# GIVEN PASSAGE:

↓↓↓

[Beowulf] Roadrunner shutdown

Nicole Hemsoth Nicole at Datanami.com
Thu Apr 4 19:42:07 PDT 2013


Hey guys--

Been following this thread and finally, after a week of pestering, was able
to get someone to talk about the Roadrunner's retirement. Tried to get the
answers to some of the thoughts I found here in addition to poking at them
to find out what they're going to fill that 6,000 square foot void with.
Anyway.
http://www.hpcwire.com/hpcwire/2013-04-04/revelations_on_roadrunner_s_retirement.html?featured=top--
hope this is some good info.

Nic

On Thu, Apr 4, 2013 at 10:18 PM, Vincent Diepeveen <diep at xs4all.nl> wrote:

> Note that as for nuke explosions i have no idea how those look like -
> maybe someone more knowledgeable wants to comment on that.
>
> As a total layman there i would suspect that it's important where the
> protons/neutrons/whatever-tons/supertiny-tons are located. I'd be
> modelling that naively using
> matrixcalculations.
>
> So that would mean the only low level library you need is a
> matrixcalculation and some relative simple functions - with the
> matrixcalculations
>   eating 99% of all system time on that massive supercomputer out of
> all calculations done on it.
>
> In such case one would need surprisingly little very well optimized
> code to make optimal usage out of such massive supercomputer.
>
> Any other 'secret' batchjob i'd be running on a different
> supercomputer. If there is no need to run a massive vector oriented
> workload type matrixcalculation -
> one just shouldn't run on such type of supercomputer i feel. NASA
> still had that 10240 socket supercomputer back then if i remember well,
> to give one example...

↑↑↑

# PROBLEM SET:
[1] Output the Roadrunner shutdown message word for word, everything from "Nicole Hemsoth Nicole" down to "some good info.".
[2] Write the next part of the Roadrunner shutdown message, picking up right after its final line.
The listing that comes after this is not needed for anything here.

# DATA EXTRACT:
↓↓↓

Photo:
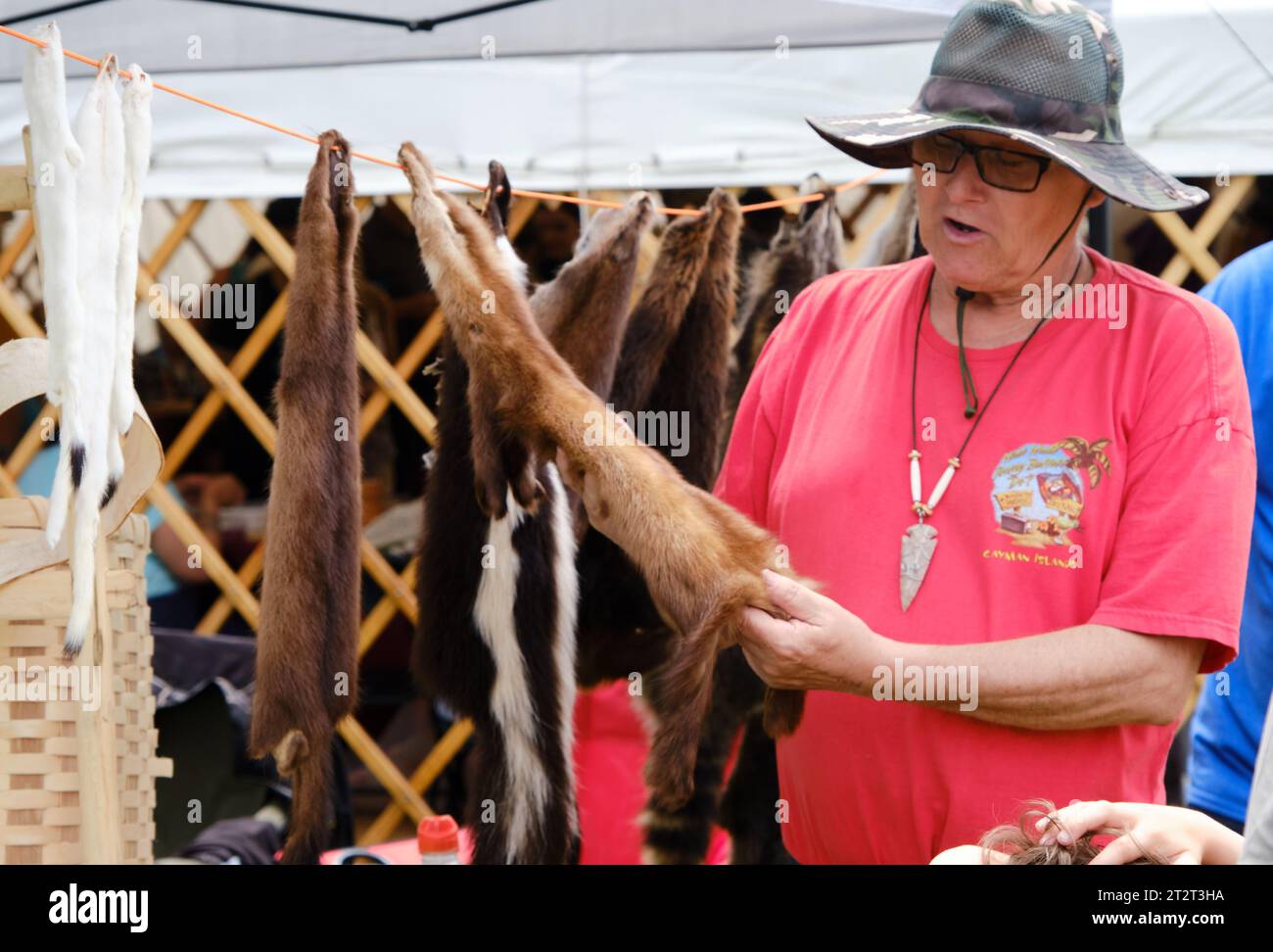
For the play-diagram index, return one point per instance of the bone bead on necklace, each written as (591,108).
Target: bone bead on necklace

↑↑↑

# ANSWERS TO THE EXERCISES:
[1]
Nicole Hemsoth Nicole at Datanami.com
Thu Apr 4 19:42:07 PDT 2013


Hey guys--

Been following this thread and finally, after a week of pestering, was able
to get someone to talk about the Roadrunner's retirement. Tried to get the
answers to some of the thoughts I found here in addition to poking at them
to find out what they're going to fill that 6,000 square foot void with.
Anyway.
http://www.hpcwire.com/hpcwire/2013-04-04/revelations_on_roadrunner_s_retirement.html?featured=top--
hope this is some good info.

[2]
>
>
>
> On Apr 4, 2013, at 5:39 PM, Max R. Dechantsreiter wrote:
>
> > Vincent,
> >
> >> It doesn't matter whether you code for blue gene, cuda or phi - from
> >> a software viewpoint it's all vector type coding you've got to do.
> >> the price of 1 coder is total peanuts compared to
> >> the price of those supercomputers. So specialistic written software
> >> is what you need anyway.
> >
> > Simply porting an application shouldn't take much effort,
> > as long as vendor-specific libraries aren't involved.
> > However, special and sometimes intensive efforts are often
> > required to achieve good performance (high utilization).
> >
> > The unfortunate fact is that funds are more easily spent
> > on hardware than on the human resources needed to utilize
> > them effectively.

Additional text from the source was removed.